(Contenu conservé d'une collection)
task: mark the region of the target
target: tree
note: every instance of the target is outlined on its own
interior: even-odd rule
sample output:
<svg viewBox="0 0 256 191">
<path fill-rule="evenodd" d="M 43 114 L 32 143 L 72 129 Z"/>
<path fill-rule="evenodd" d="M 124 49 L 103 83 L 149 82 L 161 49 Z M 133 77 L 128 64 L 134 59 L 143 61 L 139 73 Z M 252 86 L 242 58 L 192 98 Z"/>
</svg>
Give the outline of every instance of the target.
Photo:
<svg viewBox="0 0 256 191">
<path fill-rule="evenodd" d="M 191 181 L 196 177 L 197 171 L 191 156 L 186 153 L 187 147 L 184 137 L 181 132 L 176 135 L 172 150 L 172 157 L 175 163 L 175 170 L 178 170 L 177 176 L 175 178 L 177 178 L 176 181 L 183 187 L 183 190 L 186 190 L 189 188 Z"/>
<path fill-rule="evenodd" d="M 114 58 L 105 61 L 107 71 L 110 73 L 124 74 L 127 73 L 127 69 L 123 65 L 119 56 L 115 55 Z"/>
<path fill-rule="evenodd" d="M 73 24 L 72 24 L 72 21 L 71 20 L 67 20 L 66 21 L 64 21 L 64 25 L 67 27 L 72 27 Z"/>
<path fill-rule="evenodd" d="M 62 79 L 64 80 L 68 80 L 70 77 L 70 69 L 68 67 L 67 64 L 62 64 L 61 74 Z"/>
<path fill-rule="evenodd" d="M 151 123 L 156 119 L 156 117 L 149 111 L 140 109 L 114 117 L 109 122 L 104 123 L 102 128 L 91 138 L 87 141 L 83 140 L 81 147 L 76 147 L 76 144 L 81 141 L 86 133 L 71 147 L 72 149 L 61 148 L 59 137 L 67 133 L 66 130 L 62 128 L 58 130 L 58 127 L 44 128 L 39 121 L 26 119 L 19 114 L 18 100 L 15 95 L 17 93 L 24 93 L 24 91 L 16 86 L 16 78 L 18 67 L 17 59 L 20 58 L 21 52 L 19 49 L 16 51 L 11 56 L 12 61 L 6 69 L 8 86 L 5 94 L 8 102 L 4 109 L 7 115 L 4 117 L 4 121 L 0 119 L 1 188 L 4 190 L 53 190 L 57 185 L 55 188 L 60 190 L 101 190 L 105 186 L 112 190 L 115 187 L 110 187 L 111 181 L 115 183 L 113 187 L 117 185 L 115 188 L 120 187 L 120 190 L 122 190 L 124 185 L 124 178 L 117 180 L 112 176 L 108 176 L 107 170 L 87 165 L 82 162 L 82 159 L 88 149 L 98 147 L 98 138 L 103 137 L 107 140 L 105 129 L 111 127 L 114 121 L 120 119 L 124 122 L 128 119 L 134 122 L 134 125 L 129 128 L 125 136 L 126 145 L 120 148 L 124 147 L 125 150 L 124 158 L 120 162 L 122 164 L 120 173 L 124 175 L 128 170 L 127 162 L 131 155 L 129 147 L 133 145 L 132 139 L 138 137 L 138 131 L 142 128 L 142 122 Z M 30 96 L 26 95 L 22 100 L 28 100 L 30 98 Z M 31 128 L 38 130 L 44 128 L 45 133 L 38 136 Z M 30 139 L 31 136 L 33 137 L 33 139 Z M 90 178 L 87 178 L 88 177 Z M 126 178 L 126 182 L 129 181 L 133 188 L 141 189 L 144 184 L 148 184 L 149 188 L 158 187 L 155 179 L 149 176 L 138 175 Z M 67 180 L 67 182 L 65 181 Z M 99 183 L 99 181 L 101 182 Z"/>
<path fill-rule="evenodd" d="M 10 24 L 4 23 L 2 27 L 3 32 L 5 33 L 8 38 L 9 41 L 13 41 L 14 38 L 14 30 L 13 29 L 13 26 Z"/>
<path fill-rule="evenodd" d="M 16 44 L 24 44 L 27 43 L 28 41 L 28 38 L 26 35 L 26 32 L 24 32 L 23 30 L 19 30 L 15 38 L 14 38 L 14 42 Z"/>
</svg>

**Énoncé**
Recopiez sans rien changer les lignes du matériel, depuis son début jusqu'à la ligne qui contient « 191 181 L 196 », celle-ci comprise.

**Corrigé**
task: mark the region of the target
target: tree
note: every instance of the target is outlined on its own
interior: even-odd rule
sample output:
<svg viewBox="0 0 256 191">
<path fill-rule="evenodd" d="M 43 114 L 32 143 L 72 129 Z"/>
<path fill-rule="evenodd" d="M 124 49 L 103 83 L 149 82 L 161 49 Z M 133 77 L 128 64 L 134 59 L 143 61 L 139 73 Z M 252 86 L 242 58 L 192 98 Z"/>
</svg>
Give the outline of every instance of the target.
Photo:
<svg viewBox="0 0 256 191">
<path fill-rule="evenodd" d="M 191 181 L 196 177 L 197 171 L 191 156 L 186 153 L 187 147 L 184 137 L 181 132 L 176 135 L 172 150 L 172 157 L 175 163 L 175 170 L 178 170 L 177 176 L 175 178 L 177 178 L 176 181 L 183 187 L 183 190 L 186 190 L 189 188 Z"/>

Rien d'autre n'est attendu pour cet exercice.